Once the images are removed, repeat all of the entries exactly.

────

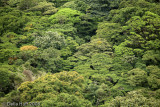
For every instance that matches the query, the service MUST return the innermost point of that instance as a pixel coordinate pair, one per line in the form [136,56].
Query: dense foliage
[80,53]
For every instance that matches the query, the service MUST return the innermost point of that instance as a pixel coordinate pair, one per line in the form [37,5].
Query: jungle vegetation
[80,53]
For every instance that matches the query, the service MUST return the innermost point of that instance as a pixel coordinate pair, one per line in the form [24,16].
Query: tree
[49,39]
[65,15]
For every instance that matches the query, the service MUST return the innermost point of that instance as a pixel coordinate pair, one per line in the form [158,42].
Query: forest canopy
[80,53]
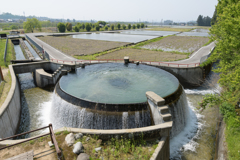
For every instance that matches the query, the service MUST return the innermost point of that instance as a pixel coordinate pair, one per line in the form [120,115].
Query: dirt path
[7,85]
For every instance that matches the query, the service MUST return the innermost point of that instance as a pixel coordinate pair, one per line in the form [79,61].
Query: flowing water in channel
[195,142]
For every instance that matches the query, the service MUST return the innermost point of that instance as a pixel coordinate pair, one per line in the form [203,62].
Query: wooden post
[1,74]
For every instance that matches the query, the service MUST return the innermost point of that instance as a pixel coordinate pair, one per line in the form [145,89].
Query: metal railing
[116,60]
[51,133]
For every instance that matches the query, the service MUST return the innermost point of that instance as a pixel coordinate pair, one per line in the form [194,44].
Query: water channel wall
[11,108]
[5,51]
[190,76]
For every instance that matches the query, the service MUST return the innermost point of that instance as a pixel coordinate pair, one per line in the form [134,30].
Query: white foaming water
[157,117]
[65,114]
[185,139]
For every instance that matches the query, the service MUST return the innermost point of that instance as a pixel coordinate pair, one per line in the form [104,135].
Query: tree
[14,27]
[129,26]
[138,26]
[31,24]
[88,27]
[83,26]
[69,26]
[61,27]
[97,27]
[214,18]
[102,23]
[118,26]
[124,26]
[112,27]
[76,29]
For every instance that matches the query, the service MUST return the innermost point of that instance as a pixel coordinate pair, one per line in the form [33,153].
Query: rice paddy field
[74,46]
[184,44]
[143,54]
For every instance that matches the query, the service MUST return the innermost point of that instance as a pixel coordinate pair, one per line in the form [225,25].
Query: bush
[118,26]
[134,26]
[129,26]
[88,27]
[138,26]
[83,26]
[97,27]
[76,29]
[61,27]
[112,26]
[69,26]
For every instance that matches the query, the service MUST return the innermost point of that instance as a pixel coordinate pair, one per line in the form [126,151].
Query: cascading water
[156,115]
[65,114]
[180,112]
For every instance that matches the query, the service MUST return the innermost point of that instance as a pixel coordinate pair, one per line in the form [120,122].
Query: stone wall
[11,108]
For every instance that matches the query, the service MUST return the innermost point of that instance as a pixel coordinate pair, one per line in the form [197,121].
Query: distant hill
[6,16]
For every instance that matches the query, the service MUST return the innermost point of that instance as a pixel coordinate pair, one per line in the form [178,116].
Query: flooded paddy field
[147,32]
[116,37]
[178,43]
[75,46]
[143,54]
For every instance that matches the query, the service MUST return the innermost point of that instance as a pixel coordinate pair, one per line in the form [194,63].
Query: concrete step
[163,109]
[167,117]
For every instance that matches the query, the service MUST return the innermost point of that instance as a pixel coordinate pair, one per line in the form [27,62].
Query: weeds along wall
[11,108]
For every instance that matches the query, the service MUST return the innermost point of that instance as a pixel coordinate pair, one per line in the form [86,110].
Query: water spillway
[111,96]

────

**Answer space**
For every instance that matches the query, the service MUST return the innermost point of that instance as a pixel coordinate pair, one per line in the form [136,56].
Query: dense foliage
[80,53]
For every instance that matches the query, the service MUST return the innermost point of that instance as a pixel coordinate pair, one per line in the form [37,5].
Query: jungle vegetation
[80,53]
For every instance that matches the query, the service MUST return the innermost point of that instance as a pixel coordinate pair, one per line in the form [24,16].
Query: tree
[49,39]
[65,15]
For every instance that matches the query, the service MUST return the innermost point of that instance as a pixel coordinate pair, one per line in the form [158,42].
Query: forest canopy
[80,53]
For every instance that matches the query, the service MUST return the innermost point of that instance as a pixel coordinate pair, one per line in the form [120,115].
Query: dirt path
[7,85]
For every instance that matches the query, the service MUST return the innermost point of that instance as a pixel coordinate pair, one per line in the form [79,61].
Query: flowing water in channel
[195,142]
For every instance that matches the query, the service MUST return the innermost point of that instance as a pixel coordinate pair, one per line in the form [203,62].
Query: wooden post
[1,74]
For every instance that matches the query, the service MUST return the innermost point of that instance as a pixel coordinate pair, one per line in the form [145,89].
Query: metal railing
[116,60]
[51,133]
For every instance that matches the query, the service MUST return the innermost point of that instance as a pixel coordinate pair, one per line in the form [194,44].
Query: water channel wall
[11,108]
[5,51]
[190,76]
For every instance that matches the query, the service MUST return the innermost point of that instance as a pixel coordinate pair, one per line in the form [134,30].
Query: white foaming water
[157,117]
[65,114]
[185,139]
For every instance that matches the query, the service MUST return the innermost point of that instance as a pixel coordinate pair, one per line in the form [104,135].
Query: tree
[14,27]
[129,26]
[138,26]
[31,24]
[88,27]
[83,26]
[69,26]
[61,27]
[97,27]
[214,18]
[102,23]
[118,26]
[124,26]
[112,27]
[76,29]
For every instance that matches the query, the service MUST return the innermost point of that instance as a pixel coordinate pair, one per line in the form [33,153].
Query: rice paddy field
[74,46]
[184,44]
[143,54]
For every instance that matches the query, the service MUST return the innermost point of that instance as a pixel coordinate pair, one per line in the form [225,25].
Query: bush
[118,26]
[134,26]
[129,26]
[88,27]
[138,26]
[83,26]
[97,27]
[76,29]
[61,27]
[112,26]
[69,26]
For every instance that matches the query, the service MUST return the innermost point of that instance as a pixel coordinate pair, one per line in the form [126,151].
Query: cascading water
[156,115]
[65,114]
[180,112]
For every instance that matches the query, the service MUST return the innermost point of that instance as a pixel coordinate pair, one per line in the form [120,122].
Query: stone wall
[11,108]
For every instance that matches the query, the service MUST return the innermost point of that instance as a pixel coordinate pair, one per line in the form [197,121].
Query: distant hill
[6,16]
For every instance that matches the query, the service MUST return the innermost point of that instance as a pixel coordinate pair, one per line in the form [178,116].
Query: flooded paddy field
[147,32]
[116,37]
[178,43]
[75,46]
[143,54]
For every instance that matches the query, the service MUST return the innermost point of that instance as a pixel coordinate pair, one per line in the form [194,63].
Query: concrete step
[163,109]
[167,117]
For every instance that matches the query, the service MUST return the innermost point of that instance as a pixel coordinate pair, one per line in the form [27,62].
Query: weeds along wall
[11,108]
For every instance that matches the query, the service MUST return the innermost point of that instance as a pixel coordinate pair, one per line in the form [86,110].
Query: water spillway
[111,96]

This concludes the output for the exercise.